■ O QUE FAZER
A. De acordo com o texto sobre tipos e gêneros textuais, a que categorias se resumem os tipos textuais?
B. Escreva a continuação do texto sobre tipos e gêneros textuais, começando logo após a última frase apresentada.

■ TRECHO DO TEXTO
□ □ □ □ □
Os tipos textuais, por sua vez, são reconhecidos pelos aspectos formais da

língua que se evidenciam nos textos, como os elementos lexicais, os aspectos

sintáticos e as relações lógicas. Se os gêneros são inúmeros, os tipos resumem-se em

narração, descrição, argumentação, exposição e injunção.

A expressão tipo textual é muitas vezes utilizada de maneira equivocada em

referência não a um tipo de texto, mas sim a um gênero. Mas, apesar de terem

definições teóricas distintas, há uma relação entre tipo e gênero textuais, isto porque

em todo e qualquer gênero podemos observar a existência dos tipos textuais. Dessa

forma, todo gênero é, comumente, tipologicamente heterogêneo, ou seja, é comum

encontrar nos gêneros seqüências narrativas, descritivas, injuntivas, argumentativas e

expositivas.
□ □ □ □ □
■ ENTRADAS EXTRAÍDAS

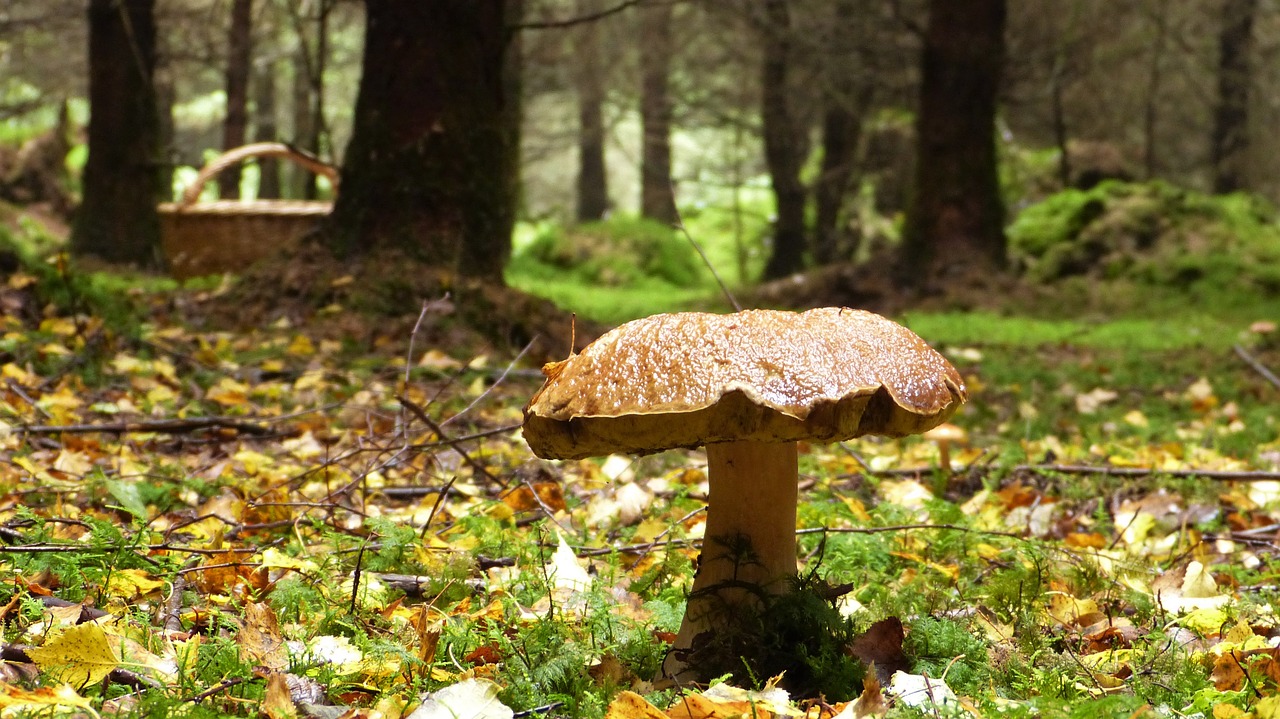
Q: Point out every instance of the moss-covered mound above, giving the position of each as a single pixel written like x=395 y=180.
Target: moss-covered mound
x=1151 y=233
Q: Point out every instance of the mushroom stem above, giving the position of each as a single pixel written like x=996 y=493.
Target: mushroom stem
x=750 y=536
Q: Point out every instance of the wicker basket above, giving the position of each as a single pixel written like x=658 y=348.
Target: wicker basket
x=227 y=236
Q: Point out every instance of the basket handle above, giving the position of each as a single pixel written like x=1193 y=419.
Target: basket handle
x=256 y=150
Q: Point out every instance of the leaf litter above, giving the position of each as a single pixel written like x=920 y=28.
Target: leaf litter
x=283 y=525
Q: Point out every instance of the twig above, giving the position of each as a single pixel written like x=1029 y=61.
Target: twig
x=161 y=426
x=455 y=443
x=680 y=225
x=490 y=388
x=1257 y=366
x=698 y=541
x=1224 y=475
x=579 y=19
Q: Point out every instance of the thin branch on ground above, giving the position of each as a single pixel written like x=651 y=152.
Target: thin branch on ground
x=1257 y=366
x=151 y=426
x=1223 y=475
x=453 y=443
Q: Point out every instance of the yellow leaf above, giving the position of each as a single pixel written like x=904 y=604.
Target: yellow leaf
x=630 y=705
x=301 y=346
x=17 y=699
x=80 y=655
x=131 y=584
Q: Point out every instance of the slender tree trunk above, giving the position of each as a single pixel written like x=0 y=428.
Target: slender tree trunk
x=266 y=128
x=846 y=96
x=240 y=50
x=117 y=219
x=657 y=191
x=1151 y=113
x=1232 y=115
x=784 y=146
x=593 y=191
x=305 y=134
x=432 y=166
x=955 y=220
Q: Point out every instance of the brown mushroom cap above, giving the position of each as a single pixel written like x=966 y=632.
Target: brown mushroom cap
x=759 y=375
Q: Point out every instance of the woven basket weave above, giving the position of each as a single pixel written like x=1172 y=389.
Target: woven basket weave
x=227 y=236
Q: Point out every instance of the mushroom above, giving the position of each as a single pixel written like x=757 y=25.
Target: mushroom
x=748 y=387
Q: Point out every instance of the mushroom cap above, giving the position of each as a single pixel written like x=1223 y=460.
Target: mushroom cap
x=759 y=375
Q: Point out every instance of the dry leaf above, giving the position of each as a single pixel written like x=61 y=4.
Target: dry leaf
x=78 y=655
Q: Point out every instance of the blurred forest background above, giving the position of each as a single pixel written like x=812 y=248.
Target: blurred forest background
x=846 y=140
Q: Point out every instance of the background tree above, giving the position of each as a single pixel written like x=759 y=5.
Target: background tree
x=240 y=60
x=657 y=189
x=593 y=184
x=784 y=142
x=432 y=165
x=1230 y=142
x=956 y=215
x=117 y=219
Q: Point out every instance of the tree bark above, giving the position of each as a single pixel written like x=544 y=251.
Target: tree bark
x=593 y=191
x=1232 y=114
x=784 y=145
x=955 y=219
x=657 y=191
x=846 y=96
x=240 y=49
x=432 y=165
x=265 y=128
x=117 y=219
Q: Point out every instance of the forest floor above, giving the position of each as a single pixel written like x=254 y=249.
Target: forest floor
x=334 y=514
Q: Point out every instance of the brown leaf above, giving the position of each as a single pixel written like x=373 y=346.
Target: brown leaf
x=278 y=703
x=630 y=705
x=521 y=499
x=871 y=703
x=882 y=645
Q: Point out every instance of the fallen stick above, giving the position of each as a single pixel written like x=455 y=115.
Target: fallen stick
x=1257 y=366
x=1224 y=475
x=144 y=426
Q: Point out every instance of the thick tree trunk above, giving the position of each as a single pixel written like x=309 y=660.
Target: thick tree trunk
x=846 y=95
x=955 y=220
x=657 y=192
x=784 y=143
x=117 y=219
x=265 y=128
x=593 y=191
x=1232 y=115
x=238 y=62
x=432 y=166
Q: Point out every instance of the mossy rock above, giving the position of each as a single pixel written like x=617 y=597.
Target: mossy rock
x=1151 y=233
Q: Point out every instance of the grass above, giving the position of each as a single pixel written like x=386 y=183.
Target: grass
x=982 y=594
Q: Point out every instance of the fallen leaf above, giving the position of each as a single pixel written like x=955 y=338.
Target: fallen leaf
x=78 y=655
x=470 y=699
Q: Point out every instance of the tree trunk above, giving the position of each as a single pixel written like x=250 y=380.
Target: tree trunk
x=265 y=128
x=432 y=166
x=846 y=96
x=784 y=145
x=955 y=219
x=1232 y=115
x=238 y=62
x=657 y=191
x=305 y=132
x=593 y=191
x=117 y=219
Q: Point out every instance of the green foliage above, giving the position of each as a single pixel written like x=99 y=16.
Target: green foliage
x=1153 y=234
x=620 y=251
x=799 y=633
x=945 y=649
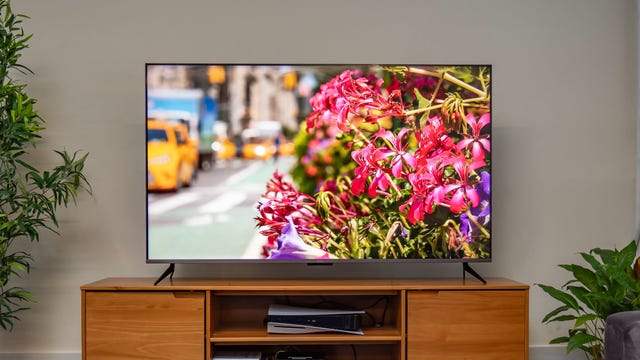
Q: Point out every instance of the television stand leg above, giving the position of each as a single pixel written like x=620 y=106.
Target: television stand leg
x=168 y=272
x=466 y=268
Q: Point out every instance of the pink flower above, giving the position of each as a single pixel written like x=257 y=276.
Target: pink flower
x=362 y=100
x=291 y=247
x=281 y=200
x=433 y=139
x=464 y=191
x=479 y=143
x=398 y=152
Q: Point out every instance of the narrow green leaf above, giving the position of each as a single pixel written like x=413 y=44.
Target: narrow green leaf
x=561 y=296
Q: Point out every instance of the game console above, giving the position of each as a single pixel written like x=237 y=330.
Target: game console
x=285 y=319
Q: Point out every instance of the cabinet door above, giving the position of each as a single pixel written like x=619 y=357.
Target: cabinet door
x=144 y=325
x=468 y=324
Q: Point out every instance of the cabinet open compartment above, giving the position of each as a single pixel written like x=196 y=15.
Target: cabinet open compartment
x=240 y=318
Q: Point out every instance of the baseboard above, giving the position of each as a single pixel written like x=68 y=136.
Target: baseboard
x=548 y=352
x=545 y=352
x=41 y=356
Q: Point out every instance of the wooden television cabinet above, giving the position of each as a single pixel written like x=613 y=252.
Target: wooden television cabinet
x=130 y=318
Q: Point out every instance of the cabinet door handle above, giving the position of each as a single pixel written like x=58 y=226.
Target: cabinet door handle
x=188 y=294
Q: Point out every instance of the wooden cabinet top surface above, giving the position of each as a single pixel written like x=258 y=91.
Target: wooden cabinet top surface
x=187 y=284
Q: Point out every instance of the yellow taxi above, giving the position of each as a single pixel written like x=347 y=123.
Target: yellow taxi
x=224 y=148
x=258 y=148
x=172 y=157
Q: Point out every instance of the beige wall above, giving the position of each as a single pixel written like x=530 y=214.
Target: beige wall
x=564 y=87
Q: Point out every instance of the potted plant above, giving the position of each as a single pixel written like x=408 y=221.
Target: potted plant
x=29 y=197
x=607 y=285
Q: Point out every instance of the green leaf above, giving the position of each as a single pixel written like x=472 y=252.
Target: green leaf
x=561 y=296
x=555 y=312
x=579 y=340
x=559 y=340
x=583 y=319
x=586 y=277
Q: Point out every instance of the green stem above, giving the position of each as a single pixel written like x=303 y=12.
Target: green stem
x=466 y=102
x=450 y=78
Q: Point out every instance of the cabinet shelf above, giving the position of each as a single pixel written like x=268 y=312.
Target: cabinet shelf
x=260 y=336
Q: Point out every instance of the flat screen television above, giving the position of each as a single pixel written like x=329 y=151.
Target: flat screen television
x=318 y=163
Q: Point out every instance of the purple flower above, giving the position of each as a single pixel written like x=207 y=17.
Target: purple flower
x=291 y=247
x=482 y=212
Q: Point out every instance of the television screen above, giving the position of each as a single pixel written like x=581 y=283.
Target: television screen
x=306 y=162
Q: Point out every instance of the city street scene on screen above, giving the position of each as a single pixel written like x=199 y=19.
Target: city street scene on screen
x=318 y=162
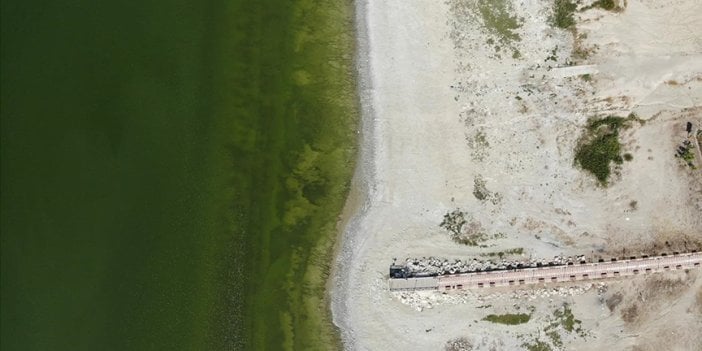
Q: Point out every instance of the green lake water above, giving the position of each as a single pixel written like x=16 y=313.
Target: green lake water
x=172 y=172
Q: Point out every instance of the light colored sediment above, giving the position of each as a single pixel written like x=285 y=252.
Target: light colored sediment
x=431 y=90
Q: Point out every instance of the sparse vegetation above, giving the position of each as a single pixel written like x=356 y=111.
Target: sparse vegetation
x=498 y=20
x=607 y=5
x=600 y=146
x=454 y=222
x=480 y=189
x=459 y=344
x=500 y=254
x=563 y=14
x=686 y=153
x=462 y=228
x=565 y=318
x=509 y=318
x=537 y=345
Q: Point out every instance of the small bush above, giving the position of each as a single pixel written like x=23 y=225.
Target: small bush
x=563 y=14
x=600 y=147
x=509 y=319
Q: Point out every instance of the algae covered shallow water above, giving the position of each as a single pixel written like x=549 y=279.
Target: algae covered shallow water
x=172 y=172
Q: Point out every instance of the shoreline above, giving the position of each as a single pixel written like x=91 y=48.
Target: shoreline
x=358 y=200
x=436 y=104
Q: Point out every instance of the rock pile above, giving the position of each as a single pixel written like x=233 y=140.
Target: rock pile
x=438 y=266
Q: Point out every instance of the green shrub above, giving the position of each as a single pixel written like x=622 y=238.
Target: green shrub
x=563 y=14
x=600 y=147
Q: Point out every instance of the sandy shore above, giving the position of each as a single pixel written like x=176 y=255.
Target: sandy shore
x=444 y=109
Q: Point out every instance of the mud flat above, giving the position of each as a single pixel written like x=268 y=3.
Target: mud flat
x=462 y=112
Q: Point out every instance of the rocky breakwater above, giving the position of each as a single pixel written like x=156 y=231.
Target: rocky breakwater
x=432 y=266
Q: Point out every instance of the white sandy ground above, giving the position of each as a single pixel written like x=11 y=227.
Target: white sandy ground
x=441 y=108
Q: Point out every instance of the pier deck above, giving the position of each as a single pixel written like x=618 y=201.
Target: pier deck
x=551 y=274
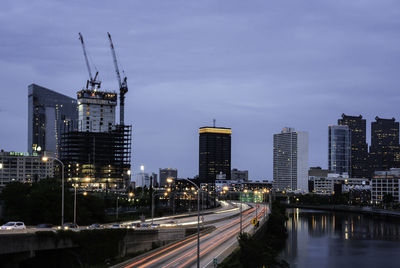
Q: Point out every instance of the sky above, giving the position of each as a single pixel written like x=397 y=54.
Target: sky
x=255 y=66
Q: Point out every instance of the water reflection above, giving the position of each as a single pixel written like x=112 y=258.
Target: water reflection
x=333 y=239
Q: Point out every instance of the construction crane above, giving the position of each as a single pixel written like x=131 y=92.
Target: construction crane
x=123 y=84
x=92 y=80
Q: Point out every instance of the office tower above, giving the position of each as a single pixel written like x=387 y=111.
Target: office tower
x=385 y=183
x=166 y=173
x=239 y=175
x=23 y=167
x=291 y=160
x=359 y=146
x=339 y=153
x=49 y=115
x=384 y=150
x=96 y=110
x=214 y=153
x=142 y=180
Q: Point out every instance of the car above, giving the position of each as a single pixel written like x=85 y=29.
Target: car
x=96 y=226
x=13 y=225
x=44 y=225
x=68 y=226
x=131 y=226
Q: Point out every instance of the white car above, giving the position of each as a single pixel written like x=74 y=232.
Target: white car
x=13 y=225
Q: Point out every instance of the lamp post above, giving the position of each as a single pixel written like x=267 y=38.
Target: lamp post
x=169 y=180
x=75 y=203
x=45 y=159
x=152 y=204
x=2 y=179
x=116 y=209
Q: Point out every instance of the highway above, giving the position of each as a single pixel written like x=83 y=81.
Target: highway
x=181 y=220
x=212 y=245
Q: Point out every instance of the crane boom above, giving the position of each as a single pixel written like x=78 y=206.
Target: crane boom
x=86 y=58
x=92 y=81
x=123 y=85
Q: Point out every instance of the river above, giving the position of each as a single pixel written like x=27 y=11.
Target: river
x=336 y=239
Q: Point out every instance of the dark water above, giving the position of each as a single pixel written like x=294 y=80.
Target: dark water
x=334 y=239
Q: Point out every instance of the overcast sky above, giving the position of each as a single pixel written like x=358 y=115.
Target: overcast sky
x=255 y=66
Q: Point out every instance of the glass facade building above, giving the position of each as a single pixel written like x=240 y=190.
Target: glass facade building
x=339 y=149
x=291 y=160
x=214 y=153
x=50 y=114
x=359 y=146
x=384 y=150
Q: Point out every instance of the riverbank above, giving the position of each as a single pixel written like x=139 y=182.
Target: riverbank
x=375 y=212
x=322 y=238
x=263 y=248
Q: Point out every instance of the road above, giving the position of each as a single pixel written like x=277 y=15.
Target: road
x=212 y=245
x=181 y=220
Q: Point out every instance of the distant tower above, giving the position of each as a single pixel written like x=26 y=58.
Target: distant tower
x=384 y=150
x=50 y=114
x=96 y=110
x=359 y=146
x=214 y=153
x=339 y=155
x=291 y=160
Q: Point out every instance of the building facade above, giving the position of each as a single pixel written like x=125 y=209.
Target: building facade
x=290 y=156
x=50 y=114
x=326 y=185
x=239 y=175
x=23 y=167
x=96 y=110
x=214 y=153
x=384 y=150
x=385 y=183
x=166 y=173
x=359 y=147
x=339 y=153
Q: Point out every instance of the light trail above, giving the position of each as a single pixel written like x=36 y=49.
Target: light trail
x=179 y=243
x=207 y=243
x=230 y=234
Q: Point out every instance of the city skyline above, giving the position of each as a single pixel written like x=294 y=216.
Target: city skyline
x=251 y=58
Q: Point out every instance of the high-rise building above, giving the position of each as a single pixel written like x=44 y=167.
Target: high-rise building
x=239 y=175
x=98 y=155
x=339 y=153
x=384 y=149
x=166 y=173
x=96 y=110
x=23 y=167
x=385 y=183
x=359 y=146
x=291 y=160
x=50 y=114
x=214 y=153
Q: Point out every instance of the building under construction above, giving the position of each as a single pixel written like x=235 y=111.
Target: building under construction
x=98 y=160
x=98 y=155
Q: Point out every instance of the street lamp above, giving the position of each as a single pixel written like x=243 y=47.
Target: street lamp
x=75 y=185
x=152 y=203
x=169 y=180
x=2 y=179
x=45 y=159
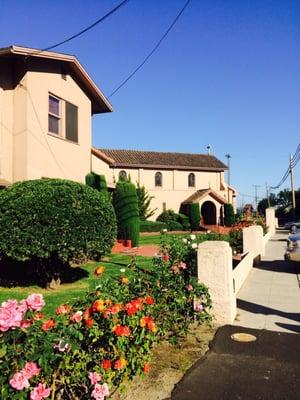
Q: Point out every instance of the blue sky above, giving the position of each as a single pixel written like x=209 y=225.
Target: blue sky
x=227 y=75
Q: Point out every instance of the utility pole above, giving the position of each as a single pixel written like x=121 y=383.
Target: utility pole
x=267 y=193
x=256 y=197
x=292 y=184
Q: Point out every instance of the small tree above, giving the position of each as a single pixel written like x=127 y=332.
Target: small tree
x=144 y=200
x=127 y=211
x=228 y=215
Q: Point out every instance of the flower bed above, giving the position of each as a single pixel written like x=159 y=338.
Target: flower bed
x=90 y=347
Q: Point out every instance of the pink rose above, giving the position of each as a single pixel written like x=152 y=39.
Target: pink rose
x=31 y=369
x=100 y=391
x=35 y=302
x=76 y=317
x=19 y=381
x=40 y=392
x=198 y=307
x=94 y=377
x=10 y=315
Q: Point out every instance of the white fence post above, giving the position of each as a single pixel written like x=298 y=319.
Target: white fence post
x=215 y=271
x=253 y=241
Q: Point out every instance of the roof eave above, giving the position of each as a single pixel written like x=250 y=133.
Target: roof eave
x=100 y=103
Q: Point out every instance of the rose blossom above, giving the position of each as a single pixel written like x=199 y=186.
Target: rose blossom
x=19 y=381
x=31 y=369
x=100 y=391
x=40 y=392
x=35 y=302
x=94 y=377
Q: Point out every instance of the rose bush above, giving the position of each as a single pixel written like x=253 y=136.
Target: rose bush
x=89 y=347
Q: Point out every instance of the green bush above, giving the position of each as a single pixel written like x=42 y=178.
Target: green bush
x=184 y=221
x=175 y=226
x=152 y=226
x=229 y=218
x=56 y=219
x=127 y=211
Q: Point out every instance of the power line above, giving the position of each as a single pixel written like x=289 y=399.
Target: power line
x=152 y=51
x=88 y=28
x=294 y=162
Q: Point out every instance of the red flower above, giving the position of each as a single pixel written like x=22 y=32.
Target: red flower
x=147 y=368
x=106 y=364
x=63 y=309
x=121 y=330
x=149 y=300
x=87 y=313
x=120 y=363
x=49 y=324
x=38 y=316
x=134 y=306
x=89 y=322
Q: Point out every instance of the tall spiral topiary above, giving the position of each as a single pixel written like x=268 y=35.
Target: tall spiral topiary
x=229 y=218
x=127 y=211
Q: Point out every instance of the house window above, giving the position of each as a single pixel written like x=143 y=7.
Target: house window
x=158 y=179
x=191 y=180
x=54 y=115
x=63 y=118
x=122 y=176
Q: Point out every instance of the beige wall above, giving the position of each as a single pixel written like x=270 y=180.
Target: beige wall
x=27 y=150
x=174 y=188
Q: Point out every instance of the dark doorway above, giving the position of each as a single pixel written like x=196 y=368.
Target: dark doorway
x=209 y=213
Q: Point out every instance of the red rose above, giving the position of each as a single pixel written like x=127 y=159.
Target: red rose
x=106 y=364
x=49 y=324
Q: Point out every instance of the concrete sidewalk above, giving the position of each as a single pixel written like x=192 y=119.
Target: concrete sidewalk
x=270 y=296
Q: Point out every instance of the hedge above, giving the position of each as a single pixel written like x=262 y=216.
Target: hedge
x=152 y=226
x=46 y=219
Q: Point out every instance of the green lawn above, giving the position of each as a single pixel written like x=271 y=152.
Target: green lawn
x=69 y=292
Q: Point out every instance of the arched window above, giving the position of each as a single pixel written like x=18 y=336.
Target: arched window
x=192 y=180
x=122 y=175
x=158 y=179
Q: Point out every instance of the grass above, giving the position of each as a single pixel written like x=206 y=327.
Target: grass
x=70 y=292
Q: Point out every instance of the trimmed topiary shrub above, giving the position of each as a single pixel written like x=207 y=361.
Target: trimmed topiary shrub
x=175 y=226
x=152 y=226
x=229 y=218
x=51 y=222
x=127 y=212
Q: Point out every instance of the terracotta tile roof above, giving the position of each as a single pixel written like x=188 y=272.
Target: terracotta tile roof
x=159 y=160
x=200 y=194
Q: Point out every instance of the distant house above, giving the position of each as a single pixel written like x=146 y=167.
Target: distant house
x=47 y=101
x=172 y=178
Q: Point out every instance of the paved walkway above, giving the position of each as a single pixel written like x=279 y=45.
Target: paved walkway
x=270 y=297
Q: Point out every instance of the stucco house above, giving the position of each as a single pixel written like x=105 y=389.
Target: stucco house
x=172 y=178
x=47 y=100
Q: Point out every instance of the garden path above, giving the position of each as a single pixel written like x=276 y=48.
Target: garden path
x=270 y=296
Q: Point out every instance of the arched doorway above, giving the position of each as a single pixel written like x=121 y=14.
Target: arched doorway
x=209 y=213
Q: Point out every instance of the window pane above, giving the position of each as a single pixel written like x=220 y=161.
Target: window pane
x=53 y=123
x=158 y=179
x=54 y=105
x=71 y=122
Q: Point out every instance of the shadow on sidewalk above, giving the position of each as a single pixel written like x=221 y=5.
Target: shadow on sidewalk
x=289 y=267
x=259 y=309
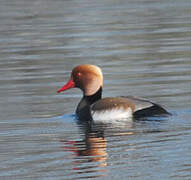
□ □ □ □ □
■ RESPOSTAS
A. Narração, descrição, argumentação, exposição e injunção.

B.
Observar os gêneros sob o ponto de vista da heterogeneidade tipológica é uma

maneira de compreender mais detalhadamente a estrutura formal desses gêneros e

suas características essenciais. Assim sendo, a predominância e/ou a ausência de

determinadas seqüências tipológicas nos ajuda no reconhecimento dos gêneros

textuais. Defendemos que observar tais seqüências nos textos deve ser uma

constante nas aulas de língua materna para que nossos alunos familiarizem-se com os

mais diversos gêneros textuais. Partir da análise da forma dos textos não significa

abstrair a importância de sua função; pelo contrário, a forma auxilia na compreensão

da função social dos textos. Não adianta dizer ao aluno que determinado texto é uma

notícia e que ela tem a função de informar algo, se esse aluno não sabe identificar

quais os elementos formais presentes no texto que o caracterizam como sendo uma

notícia e não como uma entrevista.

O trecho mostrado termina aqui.